AUFGABENSTELLUNG:
(1) Welche drei Kunstströmungen nennt der Text über die Marktgesellschaft und das Ende des Autors als Kampfansagen an das Bestehende?
(2) Führe den Text über die Marktgesellschaft und das Ende des Autors im Anschluss an seinen letzten Satz weiter.

Die Marktgesellschaft und das Ende des Autors

Leben und Sterben im Widerstand – Eine Nachbetrachtung anhand des gerade erschienen Buchs von Bernd Mattheus: Passionen.[1]

Von Karl Kollmann

Kunst – ja: Kunst und nicht Kunstgewerbe, tritt immer ein Stück aus dem Bestehenden heraus, im besten Fall ist sie Rebellion gegen eine unglücklich machende Welt. Dieser transzendierende Charakter läßt sie zu einer gesellschaftlichen Avantgarde werden. Klar – ihr Bewegungsraum ist eben „die Kunst“, die Hochkultur, wo es zumindest seit zwei Jahrhunderten etwas unreglementierter, „freier“ und weniger rauh zugeht, als im Alltag aus Politik, Wirtschaft und sozialen Normen. Dada, Surrealismus, Aktionismus waren solche Kampfansagen an das Bestehende, die sich fallweise auch den Konflikt mit der Öffentlichkeit und der Staatsanwaltschaft nicht versagt haben.

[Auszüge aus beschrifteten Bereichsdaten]
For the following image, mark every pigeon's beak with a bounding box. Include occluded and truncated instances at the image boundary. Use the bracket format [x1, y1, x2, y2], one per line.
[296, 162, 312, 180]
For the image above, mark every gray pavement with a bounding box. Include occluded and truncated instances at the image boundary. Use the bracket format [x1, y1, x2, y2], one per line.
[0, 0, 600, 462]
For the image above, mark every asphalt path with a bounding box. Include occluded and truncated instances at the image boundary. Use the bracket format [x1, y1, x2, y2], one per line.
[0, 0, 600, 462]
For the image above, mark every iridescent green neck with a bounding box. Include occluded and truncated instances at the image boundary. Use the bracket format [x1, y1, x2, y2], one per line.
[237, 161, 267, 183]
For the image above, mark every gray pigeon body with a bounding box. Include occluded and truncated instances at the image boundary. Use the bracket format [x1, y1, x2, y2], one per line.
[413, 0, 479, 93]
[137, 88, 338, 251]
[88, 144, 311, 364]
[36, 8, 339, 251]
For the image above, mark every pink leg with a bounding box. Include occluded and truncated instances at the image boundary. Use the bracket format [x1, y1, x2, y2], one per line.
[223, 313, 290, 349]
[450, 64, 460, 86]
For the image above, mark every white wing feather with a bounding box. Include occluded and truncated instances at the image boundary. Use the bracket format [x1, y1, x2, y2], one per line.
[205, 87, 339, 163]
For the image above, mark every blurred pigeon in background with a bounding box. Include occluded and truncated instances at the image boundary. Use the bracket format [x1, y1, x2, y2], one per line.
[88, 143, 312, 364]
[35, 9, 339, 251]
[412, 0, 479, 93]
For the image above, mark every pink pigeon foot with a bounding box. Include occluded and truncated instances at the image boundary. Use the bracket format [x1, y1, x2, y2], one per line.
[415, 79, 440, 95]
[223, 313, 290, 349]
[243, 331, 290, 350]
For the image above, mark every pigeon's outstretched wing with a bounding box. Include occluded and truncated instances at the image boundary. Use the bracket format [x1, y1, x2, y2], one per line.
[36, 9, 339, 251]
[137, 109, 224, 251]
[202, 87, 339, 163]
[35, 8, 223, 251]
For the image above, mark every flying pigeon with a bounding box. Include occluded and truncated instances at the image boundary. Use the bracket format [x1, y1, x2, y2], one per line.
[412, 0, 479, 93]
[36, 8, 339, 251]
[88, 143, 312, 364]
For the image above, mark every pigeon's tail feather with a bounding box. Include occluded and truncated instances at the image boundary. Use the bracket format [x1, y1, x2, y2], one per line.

LÖSUNGSÜBERSICHT:
(1) Dada, Surrealismus und Aktionismus.

(2)
Es war einmal – Kunst jenseits von Kommerz

In den siebziger, achtziger Jahren des letzten Jahrhunderts hat das Wirtschaftssystem und seine kapitalistische Logik nach dem Sport schließlich auch die Kunst übernommen. Zuvor war das noch anders: Vermarktung war noch nicht der Motor für Sport oder Ästhetik. Sportler waren teilweise Amateure, Profis gab es, aber deren Bezahlung orientierte sich am Einkommen von Handwerkern. Und in der Kunst hatte man jene Narrenfreiheit, die es in kleinen Zirkeln immer schon gab. Das Bekanntwerden als Schriftsteller funktionierte über persönlichen Kontakt mit Rezensenten und Lesern, mit Briefen und über eine Schiene, die man „Qualität“ nennen könnte, oder „Neuigkeitswert“. Natürlich gab es auch arrivierte Kunst und die hatte – gerade in der Bildenden Kunst – ihren Preis, das gesamte Feld „Kunst“ verstand sich auch bei den Arrivierten allerdings ganz klar jenseits von Kommerz.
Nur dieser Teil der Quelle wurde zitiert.